(MATERIAL SUPPLIED)

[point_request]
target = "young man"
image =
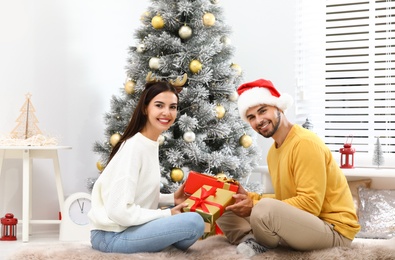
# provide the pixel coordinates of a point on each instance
(312, 206)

(End MATERIAL SUPPLIED)

#### ASSIGNMENT:
Retype the listing above exactly, pictures excluded.

#### TASK RESULT:
[point_request]
target = "young man"
image =
# provide the pixel coordinates of a point on each instance
(312, 206)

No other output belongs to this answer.